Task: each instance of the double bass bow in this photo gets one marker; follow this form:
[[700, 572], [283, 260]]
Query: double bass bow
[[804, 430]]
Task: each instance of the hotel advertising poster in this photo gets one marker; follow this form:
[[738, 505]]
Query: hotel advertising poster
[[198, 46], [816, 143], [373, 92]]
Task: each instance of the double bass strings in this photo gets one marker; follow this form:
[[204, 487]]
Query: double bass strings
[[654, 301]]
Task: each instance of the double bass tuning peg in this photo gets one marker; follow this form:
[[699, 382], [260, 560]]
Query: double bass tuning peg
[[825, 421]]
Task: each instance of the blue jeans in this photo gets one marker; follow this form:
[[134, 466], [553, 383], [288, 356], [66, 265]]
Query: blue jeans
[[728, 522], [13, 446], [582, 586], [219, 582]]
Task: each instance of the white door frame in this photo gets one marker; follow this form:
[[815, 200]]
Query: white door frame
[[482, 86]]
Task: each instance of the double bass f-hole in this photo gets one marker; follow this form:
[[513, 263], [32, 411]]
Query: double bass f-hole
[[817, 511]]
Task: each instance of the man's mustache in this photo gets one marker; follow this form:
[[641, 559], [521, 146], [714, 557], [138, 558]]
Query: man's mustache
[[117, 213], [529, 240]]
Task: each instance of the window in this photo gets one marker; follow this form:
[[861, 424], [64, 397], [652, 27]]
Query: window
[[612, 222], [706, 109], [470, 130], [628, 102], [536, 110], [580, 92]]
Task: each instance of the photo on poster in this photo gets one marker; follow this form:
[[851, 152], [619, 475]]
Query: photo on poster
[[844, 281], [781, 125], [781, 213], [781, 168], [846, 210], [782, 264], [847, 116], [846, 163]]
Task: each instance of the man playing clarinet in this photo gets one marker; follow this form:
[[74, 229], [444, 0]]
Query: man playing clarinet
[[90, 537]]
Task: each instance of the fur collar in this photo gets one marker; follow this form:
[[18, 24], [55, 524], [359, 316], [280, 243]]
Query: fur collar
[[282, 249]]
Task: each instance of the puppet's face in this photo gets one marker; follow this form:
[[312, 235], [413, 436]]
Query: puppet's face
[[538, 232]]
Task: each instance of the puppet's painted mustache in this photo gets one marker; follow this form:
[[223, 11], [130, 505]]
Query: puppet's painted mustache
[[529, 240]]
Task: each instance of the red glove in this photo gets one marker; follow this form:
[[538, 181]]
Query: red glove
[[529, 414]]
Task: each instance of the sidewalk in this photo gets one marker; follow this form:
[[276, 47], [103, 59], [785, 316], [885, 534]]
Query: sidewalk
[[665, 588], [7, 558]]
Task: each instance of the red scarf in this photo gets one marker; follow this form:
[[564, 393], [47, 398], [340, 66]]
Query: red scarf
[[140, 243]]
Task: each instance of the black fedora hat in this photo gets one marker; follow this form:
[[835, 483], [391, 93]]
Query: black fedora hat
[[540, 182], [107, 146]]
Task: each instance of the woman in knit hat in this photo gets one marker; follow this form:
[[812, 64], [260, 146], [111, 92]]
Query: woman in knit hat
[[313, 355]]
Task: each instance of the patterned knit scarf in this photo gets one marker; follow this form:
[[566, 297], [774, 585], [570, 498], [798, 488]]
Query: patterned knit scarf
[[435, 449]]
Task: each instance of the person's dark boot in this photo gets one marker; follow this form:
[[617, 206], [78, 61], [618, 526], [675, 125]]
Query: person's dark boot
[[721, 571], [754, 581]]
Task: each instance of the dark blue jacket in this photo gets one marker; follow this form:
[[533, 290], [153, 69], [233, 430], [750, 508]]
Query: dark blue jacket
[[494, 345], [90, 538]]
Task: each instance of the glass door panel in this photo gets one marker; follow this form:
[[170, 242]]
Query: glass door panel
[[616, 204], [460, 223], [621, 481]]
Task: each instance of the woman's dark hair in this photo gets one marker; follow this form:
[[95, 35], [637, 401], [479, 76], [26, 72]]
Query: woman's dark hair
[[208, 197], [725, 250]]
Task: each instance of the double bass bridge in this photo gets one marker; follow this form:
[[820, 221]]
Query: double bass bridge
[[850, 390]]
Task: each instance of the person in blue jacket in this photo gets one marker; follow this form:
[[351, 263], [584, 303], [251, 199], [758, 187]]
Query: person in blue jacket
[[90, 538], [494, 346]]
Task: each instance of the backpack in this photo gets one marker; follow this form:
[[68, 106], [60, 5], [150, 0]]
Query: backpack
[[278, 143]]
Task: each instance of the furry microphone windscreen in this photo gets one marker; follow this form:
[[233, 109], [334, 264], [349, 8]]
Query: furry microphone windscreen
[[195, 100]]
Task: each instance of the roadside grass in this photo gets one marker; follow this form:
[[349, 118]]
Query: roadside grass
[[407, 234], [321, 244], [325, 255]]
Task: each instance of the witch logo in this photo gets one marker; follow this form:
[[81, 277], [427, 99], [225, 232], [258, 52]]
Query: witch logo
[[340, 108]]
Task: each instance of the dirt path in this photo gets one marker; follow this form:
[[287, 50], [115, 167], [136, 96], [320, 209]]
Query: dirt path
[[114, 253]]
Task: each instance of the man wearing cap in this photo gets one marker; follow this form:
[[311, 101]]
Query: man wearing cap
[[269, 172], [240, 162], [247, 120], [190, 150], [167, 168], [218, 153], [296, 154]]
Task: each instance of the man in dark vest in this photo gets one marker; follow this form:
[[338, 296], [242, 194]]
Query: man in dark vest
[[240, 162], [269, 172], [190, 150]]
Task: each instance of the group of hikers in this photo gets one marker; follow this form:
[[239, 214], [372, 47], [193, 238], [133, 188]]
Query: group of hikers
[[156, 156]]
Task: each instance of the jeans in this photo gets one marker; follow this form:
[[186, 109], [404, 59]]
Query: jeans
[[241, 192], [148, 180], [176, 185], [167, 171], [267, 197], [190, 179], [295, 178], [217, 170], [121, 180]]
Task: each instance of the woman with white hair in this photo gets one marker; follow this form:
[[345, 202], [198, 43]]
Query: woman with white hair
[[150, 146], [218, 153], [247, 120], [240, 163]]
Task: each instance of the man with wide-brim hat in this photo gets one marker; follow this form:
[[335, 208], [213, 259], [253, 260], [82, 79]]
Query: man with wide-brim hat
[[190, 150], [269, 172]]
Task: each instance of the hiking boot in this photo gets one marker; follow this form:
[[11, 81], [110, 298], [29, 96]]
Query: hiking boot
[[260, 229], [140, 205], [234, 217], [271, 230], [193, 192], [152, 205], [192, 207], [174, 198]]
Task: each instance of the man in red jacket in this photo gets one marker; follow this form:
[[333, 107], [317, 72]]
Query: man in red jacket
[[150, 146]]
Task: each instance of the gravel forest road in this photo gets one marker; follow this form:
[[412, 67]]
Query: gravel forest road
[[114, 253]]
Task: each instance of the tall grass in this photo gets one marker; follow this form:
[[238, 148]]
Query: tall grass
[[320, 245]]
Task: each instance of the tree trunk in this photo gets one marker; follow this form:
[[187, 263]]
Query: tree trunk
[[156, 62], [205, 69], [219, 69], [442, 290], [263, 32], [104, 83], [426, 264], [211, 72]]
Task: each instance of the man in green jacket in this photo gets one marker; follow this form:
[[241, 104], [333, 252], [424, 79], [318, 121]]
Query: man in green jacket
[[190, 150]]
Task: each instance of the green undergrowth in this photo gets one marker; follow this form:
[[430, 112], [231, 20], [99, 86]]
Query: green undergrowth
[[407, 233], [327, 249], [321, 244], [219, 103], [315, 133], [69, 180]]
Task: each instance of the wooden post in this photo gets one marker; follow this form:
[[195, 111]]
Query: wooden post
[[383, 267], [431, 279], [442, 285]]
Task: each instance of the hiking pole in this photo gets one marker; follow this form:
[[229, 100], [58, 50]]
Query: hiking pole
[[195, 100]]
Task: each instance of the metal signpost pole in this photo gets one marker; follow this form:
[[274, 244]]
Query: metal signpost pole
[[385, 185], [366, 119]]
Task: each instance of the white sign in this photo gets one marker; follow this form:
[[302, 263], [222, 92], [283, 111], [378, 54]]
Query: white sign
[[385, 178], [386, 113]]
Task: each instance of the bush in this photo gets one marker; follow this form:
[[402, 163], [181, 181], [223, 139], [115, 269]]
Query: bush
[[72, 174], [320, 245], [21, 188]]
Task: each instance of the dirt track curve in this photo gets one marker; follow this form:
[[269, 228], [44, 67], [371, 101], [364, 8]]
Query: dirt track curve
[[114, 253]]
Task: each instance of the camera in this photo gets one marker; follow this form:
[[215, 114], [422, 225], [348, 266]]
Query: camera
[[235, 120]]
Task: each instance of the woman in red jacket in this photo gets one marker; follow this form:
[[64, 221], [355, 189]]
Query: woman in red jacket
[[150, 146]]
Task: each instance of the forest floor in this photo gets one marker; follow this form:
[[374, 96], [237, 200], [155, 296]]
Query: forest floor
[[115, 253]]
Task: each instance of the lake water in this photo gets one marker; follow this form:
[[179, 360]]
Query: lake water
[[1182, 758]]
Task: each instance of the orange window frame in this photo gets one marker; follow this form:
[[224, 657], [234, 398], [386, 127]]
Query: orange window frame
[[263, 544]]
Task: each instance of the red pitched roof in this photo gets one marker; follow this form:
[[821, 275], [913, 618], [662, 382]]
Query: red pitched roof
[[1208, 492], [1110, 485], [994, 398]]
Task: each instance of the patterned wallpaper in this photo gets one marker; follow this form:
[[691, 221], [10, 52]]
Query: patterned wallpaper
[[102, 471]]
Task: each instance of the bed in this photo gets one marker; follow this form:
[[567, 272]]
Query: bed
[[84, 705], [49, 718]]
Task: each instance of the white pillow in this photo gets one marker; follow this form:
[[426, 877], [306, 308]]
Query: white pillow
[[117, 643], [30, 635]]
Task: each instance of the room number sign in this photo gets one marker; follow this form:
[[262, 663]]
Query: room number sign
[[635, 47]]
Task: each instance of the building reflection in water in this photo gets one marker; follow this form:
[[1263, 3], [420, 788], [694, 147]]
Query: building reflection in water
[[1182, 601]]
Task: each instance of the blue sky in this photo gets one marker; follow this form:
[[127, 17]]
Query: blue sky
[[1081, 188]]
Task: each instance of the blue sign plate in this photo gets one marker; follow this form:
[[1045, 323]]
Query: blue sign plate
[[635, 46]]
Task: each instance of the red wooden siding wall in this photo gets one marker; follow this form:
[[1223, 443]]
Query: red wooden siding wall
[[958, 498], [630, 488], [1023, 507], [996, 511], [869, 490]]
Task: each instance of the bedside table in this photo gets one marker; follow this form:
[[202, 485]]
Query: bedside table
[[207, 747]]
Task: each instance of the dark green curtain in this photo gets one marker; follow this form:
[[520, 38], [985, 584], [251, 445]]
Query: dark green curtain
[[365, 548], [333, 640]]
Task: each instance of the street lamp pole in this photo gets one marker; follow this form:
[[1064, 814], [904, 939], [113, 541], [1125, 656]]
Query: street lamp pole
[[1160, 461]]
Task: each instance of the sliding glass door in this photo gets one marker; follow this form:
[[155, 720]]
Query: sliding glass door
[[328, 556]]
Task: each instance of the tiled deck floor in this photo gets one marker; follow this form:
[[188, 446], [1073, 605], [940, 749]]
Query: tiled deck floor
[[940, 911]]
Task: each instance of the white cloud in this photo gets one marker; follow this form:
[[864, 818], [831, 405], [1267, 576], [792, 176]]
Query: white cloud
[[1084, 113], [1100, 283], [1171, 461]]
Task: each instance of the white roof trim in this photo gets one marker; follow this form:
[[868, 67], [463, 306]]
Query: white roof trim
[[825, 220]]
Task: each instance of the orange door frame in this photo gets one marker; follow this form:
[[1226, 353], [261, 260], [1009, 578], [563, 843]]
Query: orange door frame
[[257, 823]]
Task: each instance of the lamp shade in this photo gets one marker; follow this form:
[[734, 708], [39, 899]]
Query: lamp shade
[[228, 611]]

━━━━━━━━━━

Look above for the line containing "Task: each instance of the man's". Output from there through the line containing "[[564, 393], [47, 398], [340, 66]]", exactly and inclusively.

Task: each instance of the man's mustache in this photo gets one marker; follow this form:
[[641, 559], [521, 146], [714, 557], [138, 558]]
Query: man's mustache
[[117, 213], [529, 240]]
Task: each instance of the window in this photo gets one marker; follow this form:
[[861, 424], [64, 397], [652, 27]]
Query: window
[[612, 222], [706, 109], [470, 130], [628, 102], [536, 110], [580, 92]]
Task: each instance of the photo on poster in this photo gets one marker; follow this form:
[[851, 152], [619, 475]]
Query: photo on poster
[[844, 281], [781, 125], [781, 213], [781, 168], [846, 210], [782, 264], [847, 116], [846, 163]]
Task: each instance of the man playing clarinet in this photo gets one marker; follow this form:
[[74, 229], [444, 0]]
Query: man playing clarinet
[[90, 537]]
Task: each instance of the fur collar in this photo gets one marker; follow this form:
[[18, 24], [55, 524], [359, 316], [280, 243]]
Query: fur collar
[[282, 249]]
Task: each instance of the puppet's face in this photo gets one marker; follow this form:
[[312, 235], [413, 436]]
Query: puppet's face
[[538, 232]]
Task: each instance of the puppet's painted mustache in this photo gets one marker; follow this form:
[[223, 11], [130, 505]]
Query: puppet's painted mustache
[[529, 240]]
Task: each instance of the red glove in this photo gets one marker; follow this form:
[[538, 181]]
Query: red glove
[[529, 414]]
Task: each instance of the sidewalk in this photo gets one marker; follow this form:
[[276, 47], [103, 59], [785, 316], [885, 534]]
Query: sidewalk
[[665, 588], [7, 558]]
Task: each instance of the red scarf in this photo gets one marker; follow this form:
[[564, 393], [47, 398], [340, 66]]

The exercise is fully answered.